• **Stored data entries**:
┄┄┄┄┄┄┄┄┄┄

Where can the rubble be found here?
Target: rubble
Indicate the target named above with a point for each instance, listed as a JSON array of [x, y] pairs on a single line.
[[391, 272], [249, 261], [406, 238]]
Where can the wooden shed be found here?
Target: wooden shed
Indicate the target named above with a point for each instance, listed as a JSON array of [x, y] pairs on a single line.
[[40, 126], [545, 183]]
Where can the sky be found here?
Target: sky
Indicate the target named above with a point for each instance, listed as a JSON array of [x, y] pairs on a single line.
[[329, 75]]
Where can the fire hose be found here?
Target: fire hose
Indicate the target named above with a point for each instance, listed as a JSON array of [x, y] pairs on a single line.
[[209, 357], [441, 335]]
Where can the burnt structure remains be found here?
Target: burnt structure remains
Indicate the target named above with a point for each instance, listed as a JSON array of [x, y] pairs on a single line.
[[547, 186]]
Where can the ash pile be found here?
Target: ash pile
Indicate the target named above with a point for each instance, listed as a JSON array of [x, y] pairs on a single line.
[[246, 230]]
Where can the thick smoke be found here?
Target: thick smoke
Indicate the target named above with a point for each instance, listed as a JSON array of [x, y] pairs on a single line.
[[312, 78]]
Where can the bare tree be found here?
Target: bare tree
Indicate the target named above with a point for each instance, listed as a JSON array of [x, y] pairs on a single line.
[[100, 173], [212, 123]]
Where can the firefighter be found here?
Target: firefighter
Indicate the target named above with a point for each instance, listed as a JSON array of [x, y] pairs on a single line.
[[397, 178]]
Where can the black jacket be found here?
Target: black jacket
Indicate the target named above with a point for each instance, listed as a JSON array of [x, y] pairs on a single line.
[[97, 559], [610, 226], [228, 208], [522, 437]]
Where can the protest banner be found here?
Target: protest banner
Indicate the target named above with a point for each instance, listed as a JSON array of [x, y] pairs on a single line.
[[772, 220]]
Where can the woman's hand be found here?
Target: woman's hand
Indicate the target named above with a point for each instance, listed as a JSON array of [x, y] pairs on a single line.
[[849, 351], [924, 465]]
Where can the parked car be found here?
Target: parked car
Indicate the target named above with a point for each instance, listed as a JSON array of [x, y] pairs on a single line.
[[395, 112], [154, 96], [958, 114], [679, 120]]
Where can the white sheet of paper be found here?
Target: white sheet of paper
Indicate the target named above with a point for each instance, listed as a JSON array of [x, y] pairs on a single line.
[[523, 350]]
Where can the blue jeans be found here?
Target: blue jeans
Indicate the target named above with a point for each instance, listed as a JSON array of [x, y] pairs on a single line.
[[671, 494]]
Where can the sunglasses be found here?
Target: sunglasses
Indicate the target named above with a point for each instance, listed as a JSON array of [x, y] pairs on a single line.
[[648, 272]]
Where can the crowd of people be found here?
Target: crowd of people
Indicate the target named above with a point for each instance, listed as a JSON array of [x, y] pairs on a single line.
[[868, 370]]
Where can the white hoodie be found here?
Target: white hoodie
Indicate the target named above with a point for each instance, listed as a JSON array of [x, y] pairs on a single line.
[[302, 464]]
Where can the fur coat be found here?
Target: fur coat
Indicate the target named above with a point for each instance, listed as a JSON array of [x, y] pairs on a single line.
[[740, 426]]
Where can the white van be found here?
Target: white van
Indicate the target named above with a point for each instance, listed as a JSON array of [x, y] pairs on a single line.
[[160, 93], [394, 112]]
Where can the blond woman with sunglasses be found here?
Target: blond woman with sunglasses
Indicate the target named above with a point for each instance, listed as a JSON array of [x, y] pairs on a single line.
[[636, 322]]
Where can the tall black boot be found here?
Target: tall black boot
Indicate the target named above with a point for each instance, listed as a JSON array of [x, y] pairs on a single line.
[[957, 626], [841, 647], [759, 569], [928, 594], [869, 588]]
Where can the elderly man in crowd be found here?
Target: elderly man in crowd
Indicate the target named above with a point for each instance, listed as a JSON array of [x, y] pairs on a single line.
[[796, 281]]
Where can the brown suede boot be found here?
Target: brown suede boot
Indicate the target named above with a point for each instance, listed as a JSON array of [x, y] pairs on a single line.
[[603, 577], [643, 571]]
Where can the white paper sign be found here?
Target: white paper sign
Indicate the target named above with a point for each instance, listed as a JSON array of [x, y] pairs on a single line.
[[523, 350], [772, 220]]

┄┄┄┄┄┄┄┄┄┄

• **Problem requirements**: Print the lines from the start of the items through the line containing "[[40, 126], [545, 183]]", including both ends, without any changes.

• **Worked answer**:
Where can the rubble be found here?
Target: rubble
Indicate the target named above with a point for each instance, listed as a JSON array of [x, y] pairs on a single line.
[[391, 272], [249, 261], [406, 238]]
Where can the wooden shed be found here?
Target: wooden shed
Indicate the target named above with a point for each instance, listed as a JSON array of [x, y] pairs on a single line.
[[40, 126], [545, 183]]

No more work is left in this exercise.